Problem —
Each entry is to be restated word for word, with nothing omitted.

(Items from a dataset)

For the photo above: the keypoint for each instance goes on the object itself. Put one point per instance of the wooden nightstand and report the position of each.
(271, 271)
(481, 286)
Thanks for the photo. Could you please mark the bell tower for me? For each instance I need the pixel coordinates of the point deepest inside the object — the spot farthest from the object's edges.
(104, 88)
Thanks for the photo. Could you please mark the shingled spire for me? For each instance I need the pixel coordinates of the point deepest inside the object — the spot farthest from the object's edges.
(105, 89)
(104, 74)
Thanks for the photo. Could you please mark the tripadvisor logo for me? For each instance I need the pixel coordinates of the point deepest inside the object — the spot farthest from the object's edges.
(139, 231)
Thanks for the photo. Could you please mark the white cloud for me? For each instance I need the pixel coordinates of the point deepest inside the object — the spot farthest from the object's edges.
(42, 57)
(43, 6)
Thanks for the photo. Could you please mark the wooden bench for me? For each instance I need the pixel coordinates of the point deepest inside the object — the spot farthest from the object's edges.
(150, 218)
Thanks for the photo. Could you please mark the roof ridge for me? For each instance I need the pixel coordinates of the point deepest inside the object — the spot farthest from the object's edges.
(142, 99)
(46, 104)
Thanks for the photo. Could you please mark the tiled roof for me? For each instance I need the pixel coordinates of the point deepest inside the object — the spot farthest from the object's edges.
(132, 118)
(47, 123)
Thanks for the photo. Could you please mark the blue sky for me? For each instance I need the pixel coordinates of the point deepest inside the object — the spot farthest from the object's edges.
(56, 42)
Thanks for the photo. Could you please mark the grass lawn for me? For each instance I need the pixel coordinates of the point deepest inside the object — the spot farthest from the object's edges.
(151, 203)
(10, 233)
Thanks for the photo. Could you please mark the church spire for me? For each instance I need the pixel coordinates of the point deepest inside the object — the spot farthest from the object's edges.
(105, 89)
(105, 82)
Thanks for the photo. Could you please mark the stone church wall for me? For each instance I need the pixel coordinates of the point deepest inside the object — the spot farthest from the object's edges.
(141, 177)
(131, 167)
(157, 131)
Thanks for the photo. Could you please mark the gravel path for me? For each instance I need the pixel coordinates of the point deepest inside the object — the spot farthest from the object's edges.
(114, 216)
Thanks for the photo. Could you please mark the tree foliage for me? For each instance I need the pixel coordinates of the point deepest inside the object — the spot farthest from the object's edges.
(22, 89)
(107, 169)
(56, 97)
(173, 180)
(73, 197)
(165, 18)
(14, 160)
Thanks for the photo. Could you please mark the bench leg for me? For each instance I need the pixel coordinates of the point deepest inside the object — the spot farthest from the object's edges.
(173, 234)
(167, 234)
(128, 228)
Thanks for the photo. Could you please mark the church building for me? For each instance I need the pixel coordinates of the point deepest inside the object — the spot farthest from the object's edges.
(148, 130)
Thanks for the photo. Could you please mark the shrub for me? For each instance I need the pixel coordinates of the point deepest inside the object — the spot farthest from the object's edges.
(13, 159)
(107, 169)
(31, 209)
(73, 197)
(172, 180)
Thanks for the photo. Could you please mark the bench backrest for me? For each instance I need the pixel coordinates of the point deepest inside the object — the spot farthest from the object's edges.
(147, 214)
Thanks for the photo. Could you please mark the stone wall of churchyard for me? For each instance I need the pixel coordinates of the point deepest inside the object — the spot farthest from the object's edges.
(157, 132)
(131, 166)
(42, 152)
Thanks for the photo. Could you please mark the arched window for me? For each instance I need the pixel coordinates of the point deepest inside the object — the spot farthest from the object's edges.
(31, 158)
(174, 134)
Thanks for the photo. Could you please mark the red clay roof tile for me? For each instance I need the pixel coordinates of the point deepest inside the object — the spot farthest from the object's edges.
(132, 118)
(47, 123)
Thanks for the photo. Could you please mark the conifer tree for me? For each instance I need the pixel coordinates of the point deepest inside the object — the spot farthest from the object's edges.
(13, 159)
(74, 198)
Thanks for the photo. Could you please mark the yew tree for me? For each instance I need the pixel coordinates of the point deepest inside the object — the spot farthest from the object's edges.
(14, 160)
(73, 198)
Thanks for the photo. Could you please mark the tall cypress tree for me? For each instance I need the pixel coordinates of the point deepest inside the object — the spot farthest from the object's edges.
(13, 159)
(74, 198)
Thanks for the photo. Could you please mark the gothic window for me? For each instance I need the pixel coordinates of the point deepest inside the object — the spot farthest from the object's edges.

Solution for this problem —
For the photo above: the keypoint for each instance goes on the object itself. Put one point per instance of the wooden nightstand and report the position of each.
(271, 271)
(481, 286)
Thanks for the photo. Could you please mark the bell tower for me? For each instance I need the pixel coordinates of the point deepest inside the object — the spot farthest from the object's edges.
(104, 88)
Thanks for the photo. Could you please mark the shingled spire for me? For each instance I need the pixel coordinates of the point deepest inside the object — the spot farthest from the object's edges.
(105, 89)
(104, 74)
Thanks for the photo. Could you please mark the tripadvisor logo for me? For each instance I need the pixel coordinates of the point deepest inside the object — the spot farthest from the object's edges.
(139, 231)
Thanks for the photo. Could you please mark the white cloud for me? For each instance I need the pixel coordinates of the point deepest inside the object — the spot farthest from the object's edges.
(42, 57)
(43, 6)
Thanks for the photo. Could you please mark the wooden bench for me? For each instance I need the pixel coordinates of the point deepest inside the object — the spot farthest from the object's edges.
(150, 218)
Thanks for the photo. Could you please mark the roof ridge for me? For each instance I need the pixel coordinates of the point deepest inside the object — the spot farthest from the object's edges.
(142, 99)
(46, 104)
Thanks for the photo. Could you please mark the tiled roof for me? For each instance I need the pixel coordinates of the point deepest inside the object — the spot farthest from the object's edges.
(132, 118)
(47, 123)
Thanks for the photo. Could you please mark the blue sky for me? For each instance I need the pixel coordinates of the point deepest inside the object — the spot farthest from the object's edges.
(56, 42)
Thanks for the photo. Could you please mark the grass lawn for me? For each instance I need the pixel coordinates of the point deepest inside the object — the spot farthest from the object's edges.
(151, 203)
(10, 233)
Thanks for the photo. Could you please mark the church spire for me? For each instance I need the pixel coordinates of the point deepest inside the object — the spot farthest from the object's edges.
(105, 89)
(105, 82)
Thanks for the photo. Could you please mark the stone church wall for me? For each instance I need the pixel coordinates of the point deepest inside the object — the spot farthest from the object's edges.
(141, 177)
(131, 167)
(157, 131)
Thanks for the photo. Could you please mark the gravel path for me? For each instance I need the pixel coordinates of the point deepest inside the object — the spot farthest from the object's edges.
(114, 216)
Thanks for the photo. Could you please mark the tree foliage for me? For each instance I need the pixel coordinates of the point deepest inside the object — the spot farthest from the object's edges.
(22, 89)
(107, 169)
(56, 97)
(173, 180)
(73, 197)
(165, 18)
(14, 160)
Thanks for the photo. Could you please mark the bench leg for me? For each instance I need the pixel coordinates of the point deepest inside the object — the spot farthest from the object's edges.
(173, 234)
(167, 234)
(128, 228)
Thanks for the photo. Could you please mark the church building for me? For each instance I need the pixel coordinates of the point deepest inside the object — the spot farthest from the object's edges.
(148, 130)
Thanks for the photo. Could you please mark the shrub for me? For each instance I need the pixel coordinates of the point deepest inside the object — the spot farthest from the object's edges.
(13, 159)
(107, 169)
(31, 209)
(73, 197)
(172, 180)
Thanks for the photo. Could you please mark the bench backrest for me? For each instance I need the pixel coordinates of the point deepest inside the object — the spot farthest from the object's edges.
(147, 214)
Thanks for the photo. Could you please mark the stone wall of churchyard for me? For each instance I need the pixel coordinates of the point deepest inside the object — the spot farthest from the object's edges.
(157, 132)
(131, 166)
(42, 152)
Thanks for the photo. Could you please mark the arched window for me? For each instance I need the pixel coordinates of the point deepest inside the object — the spot farthest from the object's edges.
(31, 158)
(174, 134)
Thanks for the photo. Could you please mark the red clay roof tile for me? For each instance I need the pixel coordinates of the point deepest inside the object — the spot farthest from the object's edges.
(132, 118)
(47, 123)
Thanks for the photo. Could you please mark the conifer tree for me? For each instance I need the pixel coordinates of the point deepest inside the object — the spot farthest from the object's edges.
(13, 159)
(74, 198)
Thanks for the photo. Could you please mark the yew tree for me? For each instance I need the pixel coordinates of the point deepest inside the object — the spot farthest from the object's edges.
(14, 160)
(73, 198)
Thanks for the photo. Could you please mark the tall cypress tree for me? For each instance I need the pixel coordinates of the point deepest inside the object — the spot farthest from the object's edges.
(13, 159)
(74, 198)
Thanks for the photo. Could you please mark the gothic window for me? For each instance I need the pixel coordinates of the point deepest inside the object — the spot farthest from the object's edges.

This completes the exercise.